BRIEF:
Which lines in the material below contain the word "tree"? Show each of them in full, and count a match only when the case is the same.

=== STORED ROWS ===

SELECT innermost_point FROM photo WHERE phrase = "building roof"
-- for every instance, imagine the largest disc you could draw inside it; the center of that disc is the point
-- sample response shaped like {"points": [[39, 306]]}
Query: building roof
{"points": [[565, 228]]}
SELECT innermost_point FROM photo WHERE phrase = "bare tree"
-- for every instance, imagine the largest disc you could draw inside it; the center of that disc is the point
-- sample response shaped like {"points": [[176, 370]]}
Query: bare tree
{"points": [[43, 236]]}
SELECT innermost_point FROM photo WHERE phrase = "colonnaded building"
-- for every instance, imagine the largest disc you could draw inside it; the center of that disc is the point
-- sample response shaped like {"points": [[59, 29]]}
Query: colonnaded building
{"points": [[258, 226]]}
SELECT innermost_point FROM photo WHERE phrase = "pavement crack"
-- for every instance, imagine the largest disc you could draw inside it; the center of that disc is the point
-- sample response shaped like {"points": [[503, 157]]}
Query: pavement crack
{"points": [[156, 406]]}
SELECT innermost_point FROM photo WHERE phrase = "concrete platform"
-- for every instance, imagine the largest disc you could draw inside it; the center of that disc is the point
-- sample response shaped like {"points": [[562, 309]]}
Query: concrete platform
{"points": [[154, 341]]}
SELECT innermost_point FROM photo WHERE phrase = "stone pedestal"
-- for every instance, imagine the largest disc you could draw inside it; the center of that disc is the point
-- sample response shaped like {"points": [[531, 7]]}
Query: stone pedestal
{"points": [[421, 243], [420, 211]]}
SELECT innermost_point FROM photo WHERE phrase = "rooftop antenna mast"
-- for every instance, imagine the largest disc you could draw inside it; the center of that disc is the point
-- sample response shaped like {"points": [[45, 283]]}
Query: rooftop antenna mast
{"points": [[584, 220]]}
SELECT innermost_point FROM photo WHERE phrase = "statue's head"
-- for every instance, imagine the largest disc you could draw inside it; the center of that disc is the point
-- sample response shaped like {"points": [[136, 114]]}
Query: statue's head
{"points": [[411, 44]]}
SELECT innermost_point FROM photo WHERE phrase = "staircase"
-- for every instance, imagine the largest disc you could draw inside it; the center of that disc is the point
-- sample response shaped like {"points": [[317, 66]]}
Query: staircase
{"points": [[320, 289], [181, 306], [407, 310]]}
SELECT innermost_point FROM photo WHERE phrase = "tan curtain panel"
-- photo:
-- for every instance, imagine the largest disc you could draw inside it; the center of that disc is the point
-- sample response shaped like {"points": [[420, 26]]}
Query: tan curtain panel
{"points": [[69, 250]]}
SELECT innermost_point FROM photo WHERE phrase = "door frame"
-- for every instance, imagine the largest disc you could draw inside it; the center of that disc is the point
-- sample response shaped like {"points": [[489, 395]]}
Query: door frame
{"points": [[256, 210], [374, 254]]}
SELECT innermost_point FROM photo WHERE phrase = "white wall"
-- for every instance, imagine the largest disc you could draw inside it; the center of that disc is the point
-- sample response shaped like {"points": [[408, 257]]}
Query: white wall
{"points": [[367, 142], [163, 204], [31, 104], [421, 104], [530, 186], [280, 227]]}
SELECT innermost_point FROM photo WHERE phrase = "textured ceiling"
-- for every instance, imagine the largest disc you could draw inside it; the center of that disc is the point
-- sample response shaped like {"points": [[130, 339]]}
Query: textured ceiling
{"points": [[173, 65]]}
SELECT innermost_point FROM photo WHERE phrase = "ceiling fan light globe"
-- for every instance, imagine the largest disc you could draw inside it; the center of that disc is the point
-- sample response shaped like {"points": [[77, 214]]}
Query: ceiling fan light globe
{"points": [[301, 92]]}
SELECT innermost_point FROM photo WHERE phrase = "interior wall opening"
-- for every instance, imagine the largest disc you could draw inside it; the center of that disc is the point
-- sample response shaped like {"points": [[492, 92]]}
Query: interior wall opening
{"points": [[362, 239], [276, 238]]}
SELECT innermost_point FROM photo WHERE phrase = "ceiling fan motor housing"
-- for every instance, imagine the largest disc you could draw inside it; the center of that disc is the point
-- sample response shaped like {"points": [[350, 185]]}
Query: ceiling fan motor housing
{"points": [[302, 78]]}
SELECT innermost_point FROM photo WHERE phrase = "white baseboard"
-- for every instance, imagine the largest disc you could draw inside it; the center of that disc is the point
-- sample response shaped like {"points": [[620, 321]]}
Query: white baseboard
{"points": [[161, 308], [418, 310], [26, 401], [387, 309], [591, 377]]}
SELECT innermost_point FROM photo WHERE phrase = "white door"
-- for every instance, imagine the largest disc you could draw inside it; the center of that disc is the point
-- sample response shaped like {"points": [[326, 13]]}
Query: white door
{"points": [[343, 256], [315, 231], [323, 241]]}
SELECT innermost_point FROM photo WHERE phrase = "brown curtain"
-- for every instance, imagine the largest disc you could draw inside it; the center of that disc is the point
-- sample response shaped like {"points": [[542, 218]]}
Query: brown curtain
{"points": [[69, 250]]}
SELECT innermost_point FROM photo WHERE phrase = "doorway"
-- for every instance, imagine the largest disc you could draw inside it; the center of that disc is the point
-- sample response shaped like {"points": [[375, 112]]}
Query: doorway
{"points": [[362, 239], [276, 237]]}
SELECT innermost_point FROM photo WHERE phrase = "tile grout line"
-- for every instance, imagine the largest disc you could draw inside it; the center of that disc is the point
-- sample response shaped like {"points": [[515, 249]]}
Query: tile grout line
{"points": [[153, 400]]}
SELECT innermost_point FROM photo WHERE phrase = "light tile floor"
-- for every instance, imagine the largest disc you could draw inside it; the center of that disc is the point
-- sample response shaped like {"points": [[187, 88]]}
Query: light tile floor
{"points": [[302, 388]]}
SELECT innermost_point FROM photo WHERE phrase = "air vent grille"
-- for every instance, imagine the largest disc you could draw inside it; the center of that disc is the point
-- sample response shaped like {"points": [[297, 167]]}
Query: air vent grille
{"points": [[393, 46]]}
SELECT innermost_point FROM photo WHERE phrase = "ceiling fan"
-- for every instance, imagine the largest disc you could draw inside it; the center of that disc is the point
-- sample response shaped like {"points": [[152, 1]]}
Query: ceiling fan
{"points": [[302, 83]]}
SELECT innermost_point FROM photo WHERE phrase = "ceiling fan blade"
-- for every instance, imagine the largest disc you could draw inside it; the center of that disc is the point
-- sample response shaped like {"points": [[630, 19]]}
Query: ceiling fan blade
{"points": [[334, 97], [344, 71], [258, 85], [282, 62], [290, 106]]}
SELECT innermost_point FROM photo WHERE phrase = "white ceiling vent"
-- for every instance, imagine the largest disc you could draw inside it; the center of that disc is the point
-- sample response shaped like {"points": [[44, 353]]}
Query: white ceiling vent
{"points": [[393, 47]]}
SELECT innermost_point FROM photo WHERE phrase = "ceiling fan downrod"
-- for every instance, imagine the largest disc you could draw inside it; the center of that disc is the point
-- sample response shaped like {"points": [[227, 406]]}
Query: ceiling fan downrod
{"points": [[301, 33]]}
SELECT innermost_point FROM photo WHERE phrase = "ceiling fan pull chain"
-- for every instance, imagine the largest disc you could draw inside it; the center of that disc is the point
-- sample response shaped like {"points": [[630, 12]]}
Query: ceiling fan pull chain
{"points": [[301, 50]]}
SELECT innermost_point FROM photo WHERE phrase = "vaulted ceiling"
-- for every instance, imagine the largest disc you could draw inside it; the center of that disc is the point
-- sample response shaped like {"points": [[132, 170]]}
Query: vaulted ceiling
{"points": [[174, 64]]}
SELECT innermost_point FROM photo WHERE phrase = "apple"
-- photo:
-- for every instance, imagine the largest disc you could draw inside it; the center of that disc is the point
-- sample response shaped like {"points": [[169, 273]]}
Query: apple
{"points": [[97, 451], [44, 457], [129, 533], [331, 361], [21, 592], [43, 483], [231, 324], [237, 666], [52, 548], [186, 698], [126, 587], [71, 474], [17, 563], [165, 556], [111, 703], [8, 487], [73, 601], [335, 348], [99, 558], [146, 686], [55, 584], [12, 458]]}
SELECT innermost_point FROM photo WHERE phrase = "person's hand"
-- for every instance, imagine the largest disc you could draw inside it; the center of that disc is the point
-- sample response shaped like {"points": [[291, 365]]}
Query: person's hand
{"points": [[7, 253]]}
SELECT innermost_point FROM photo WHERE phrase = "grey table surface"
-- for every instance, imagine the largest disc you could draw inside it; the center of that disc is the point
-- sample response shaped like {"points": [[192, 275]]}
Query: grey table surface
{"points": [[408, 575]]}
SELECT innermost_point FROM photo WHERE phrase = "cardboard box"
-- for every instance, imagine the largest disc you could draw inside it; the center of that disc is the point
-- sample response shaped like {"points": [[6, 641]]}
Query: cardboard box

===

TASK RESPONSE:
SELECT innermost_point FROM photo WHERE phrase = "bare tree"
Query: bare tree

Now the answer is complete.